YOUR GOAL
Under no circumstances alter the records; copy each one exactly.

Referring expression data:
++++++
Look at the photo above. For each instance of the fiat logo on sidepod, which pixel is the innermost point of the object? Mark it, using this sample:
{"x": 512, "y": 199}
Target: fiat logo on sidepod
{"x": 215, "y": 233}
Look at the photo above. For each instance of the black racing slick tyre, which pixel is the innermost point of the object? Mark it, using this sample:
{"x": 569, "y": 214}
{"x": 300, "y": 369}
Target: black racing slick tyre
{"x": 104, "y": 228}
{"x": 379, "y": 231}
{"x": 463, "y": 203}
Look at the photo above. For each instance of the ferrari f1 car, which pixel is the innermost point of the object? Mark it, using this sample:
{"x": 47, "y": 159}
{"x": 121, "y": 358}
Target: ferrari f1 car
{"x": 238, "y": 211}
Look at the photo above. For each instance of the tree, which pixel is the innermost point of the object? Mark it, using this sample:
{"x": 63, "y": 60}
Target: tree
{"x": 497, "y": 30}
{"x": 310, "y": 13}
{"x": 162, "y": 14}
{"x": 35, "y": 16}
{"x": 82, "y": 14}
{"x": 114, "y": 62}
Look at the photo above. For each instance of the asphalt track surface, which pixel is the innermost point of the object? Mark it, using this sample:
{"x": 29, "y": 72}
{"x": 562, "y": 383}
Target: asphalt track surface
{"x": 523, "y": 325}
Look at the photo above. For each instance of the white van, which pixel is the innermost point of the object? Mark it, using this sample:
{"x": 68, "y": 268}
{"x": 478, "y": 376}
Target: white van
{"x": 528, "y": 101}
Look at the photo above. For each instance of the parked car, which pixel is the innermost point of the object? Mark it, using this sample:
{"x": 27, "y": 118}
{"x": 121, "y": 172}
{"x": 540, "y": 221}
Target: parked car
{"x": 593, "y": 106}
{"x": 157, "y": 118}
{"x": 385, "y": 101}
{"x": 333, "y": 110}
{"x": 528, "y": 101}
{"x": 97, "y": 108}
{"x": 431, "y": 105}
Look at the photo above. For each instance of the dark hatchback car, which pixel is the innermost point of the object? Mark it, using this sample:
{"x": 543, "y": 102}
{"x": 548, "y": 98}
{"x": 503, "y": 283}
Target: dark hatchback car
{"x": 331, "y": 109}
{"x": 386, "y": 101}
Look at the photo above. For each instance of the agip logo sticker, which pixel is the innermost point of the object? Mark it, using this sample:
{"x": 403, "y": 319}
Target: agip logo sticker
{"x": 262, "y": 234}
++++++
TASK OUTPUT
Look at the photo above. For each instance of the fiat logo on sidepod, which pixel is the innermost point of the object? Mark it, using this sample:
{"x": 512, "y": 199}
Target: fiat logo on sidepod
{"x": 215, "y": 233}
Look at the photo above. For each instance of the black racing slick tyre, which pixel is the innermost point of the object? Mark it, using this sample:
{"x": 569, "y": 214}
{"x": 300, "y": 369}
Target: black racing slick tyre
{"x": 104, "y": 228}
{"x": 379, "y": 231}
{"x": 463, "y": 203}
Look at the photo above. For each instance of the ferrari f1 car, which pixel is the innermost point of the object? Mark it, using this sample:
{"x": 47, "y": 159}
{"x": 121, "y": 358}
Target: ferrari f1 car
{"x": 238, "y": 211}
Look at the photo above. For each instance of the tree, which pixel is the innermost point of the object? Mark it, using this sample:
{"x": 63, "y": 60}
Target: tree
{"x": 497, "y": 30}
{"x": 310, "y": 13}
{"x": 162, "y": 14}
{"x": 35, "y": 16}
{"x": 82, "y": 14}
{"x": 114, "y": 62}
Look at the photo above. For each instance of the asphalt track surface, which pixel is the innermost point of the object? Mark it, using this sample:
{"x": 29, "y": 72}
{"x": 562, "y": 383}
Target: asphalt track surface
{"x": 523, "y": 325}
Look at the photo above. For each instance of the white van, which pixel is the innermost point of the object? Mark it, using this sample:
{"x": 68, "y": 268}
{"x": 478, "y": 376}
Target: white van
{"x": 528, "y": 101}
Look at the photo above. For each instance of the parked car, which pixel is the innermost point of the object? Mark it, using this sample:
{"x": 27, "y": 118}
{"x": 121, "y": 172}
{"x": 540, "y": 221}
Target: parked car
{"x": 593, "y": 106}
{"x": 157, "y": 118}
{"x": 385, "y": 101}
{"x": 333, "y": 110}
{"x": 528, "y": 101}
{"x": 97, "y": 108}
{"x": 431, "y": 105}
Look at the photo above. For each instance of the dark hatchback car, which pixel is the innermost point of the object? Mark it, using this sample:
{"x": 543, "y": 102}
{"x": 548, "y": 98}
{"x": 503, "y": 283}
Target: dark hatchback car
{"x": 331, "y": 109}
{"x": 386, "y": 101}
Look at the photo above. For each instance of the agip logo sticker, which pixel is the innermost point of the object? Mark it, using this sample:
{"x": 403, "y": 319}
Target: agip logo sticker
{"x": 262, "y": 234}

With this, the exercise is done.